BEGIN Passage shown

According to an article on the Huffingtonpost, human brain size exploded, more specifically became more dense with neurons, when we started to cook our food. However, even that idea is debated for one obvious reason. Does it not take a brain to cook food? Researchers say that a human would have had to eat 9 times the amount of food if it was not cooked in order to gain the proper nutrients to support our dense brains. 

It's also believed that humanity almost went extinct 70,000 years ago. I am sure during that time, the weaker less intelligent members of the species were easily killed off.


----------



## mindphuk (Feb 20, 2013)

Marktell2012 said:


> According to an article on the Huffingtonpost, human brain size exploded, more specifically became more dense with neurons, when we started to cook our food. However, even that idea is debated for one obvious reason. Does it not take a brain to cook food? Researchers say that a human would have had to eat 9 times the amount of food if it was not cooked in order to gain the proper nutrients to support our dense brains.

END Passage shown

According to the forum post, how many times as much food would a human have had to eat if the food was not cooked?

BEGIN The data

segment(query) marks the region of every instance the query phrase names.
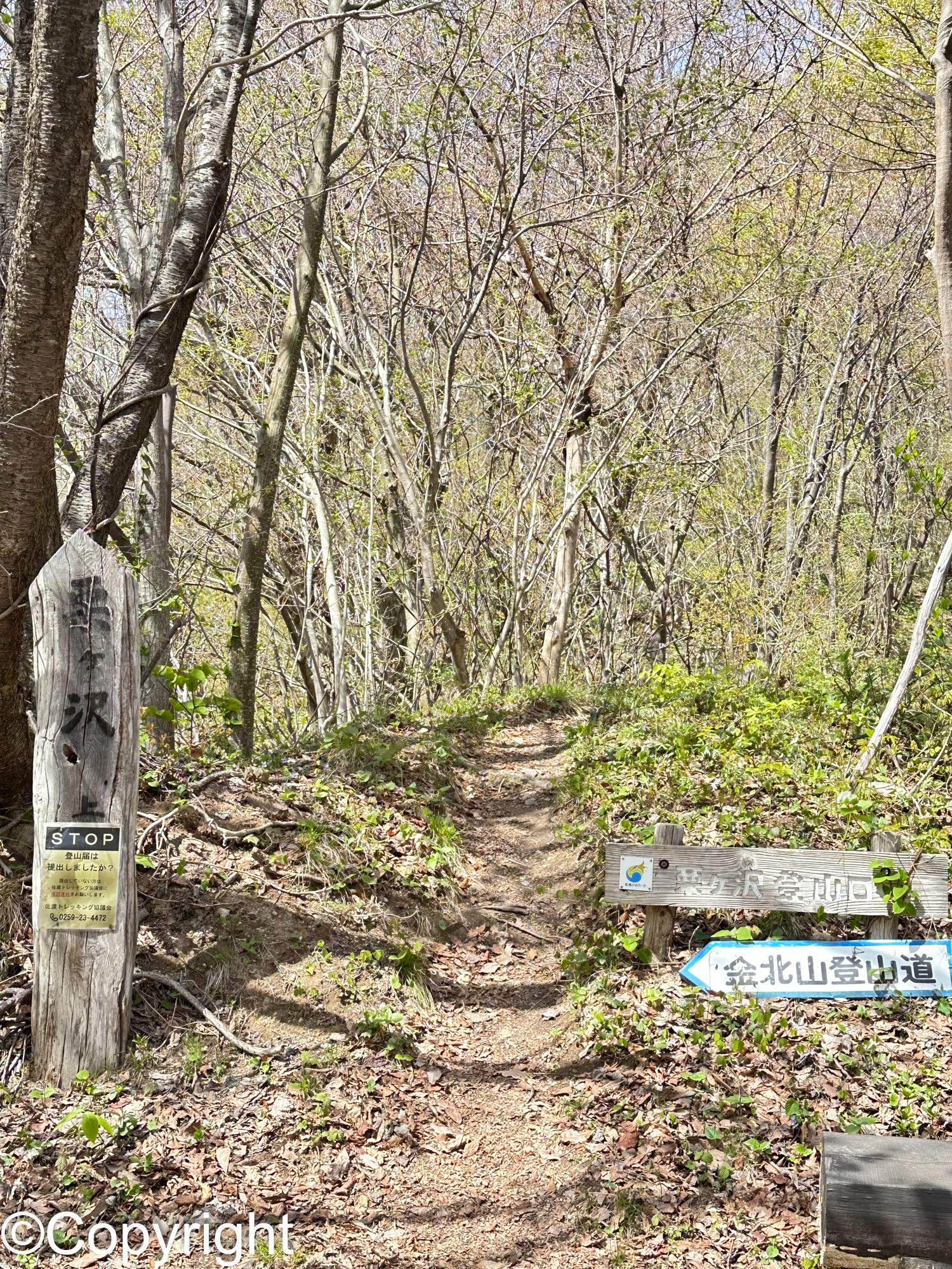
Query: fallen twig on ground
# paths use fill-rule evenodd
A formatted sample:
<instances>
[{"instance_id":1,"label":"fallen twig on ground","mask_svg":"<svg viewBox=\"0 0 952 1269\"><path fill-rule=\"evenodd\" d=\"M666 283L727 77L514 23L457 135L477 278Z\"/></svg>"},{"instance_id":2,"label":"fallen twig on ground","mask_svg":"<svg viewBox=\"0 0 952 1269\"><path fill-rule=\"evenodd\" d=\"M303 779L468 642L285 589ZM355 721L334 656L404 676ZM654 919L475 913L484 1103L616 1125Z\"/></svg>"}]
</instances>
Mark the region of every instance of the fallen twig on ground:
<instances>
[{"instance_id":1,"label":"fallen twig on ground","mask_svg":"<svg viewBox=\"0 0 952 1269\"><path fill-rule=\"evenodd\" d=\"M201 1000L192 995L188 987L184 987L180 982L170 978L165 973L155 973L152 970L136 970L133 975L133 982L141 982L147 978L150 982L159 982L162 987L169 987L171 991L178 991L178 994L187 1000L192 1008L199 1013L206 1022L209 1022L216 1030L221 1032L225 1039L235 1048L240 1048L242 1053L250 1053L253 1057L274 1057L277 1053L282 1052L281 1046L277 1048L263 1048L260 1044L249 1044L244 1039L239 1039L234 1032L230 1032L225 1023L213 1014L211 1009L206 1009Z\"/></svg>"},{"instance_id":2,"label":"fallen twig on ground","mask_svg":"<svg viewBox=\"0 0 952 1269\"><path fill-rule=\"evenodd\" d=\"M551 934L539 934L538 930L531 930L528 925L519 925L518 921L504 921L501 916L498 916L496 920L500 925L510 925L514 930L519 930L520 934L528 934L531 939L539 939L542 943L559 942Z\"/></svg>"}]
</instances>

END The data

→ Result of this exercise: Nine times as much food.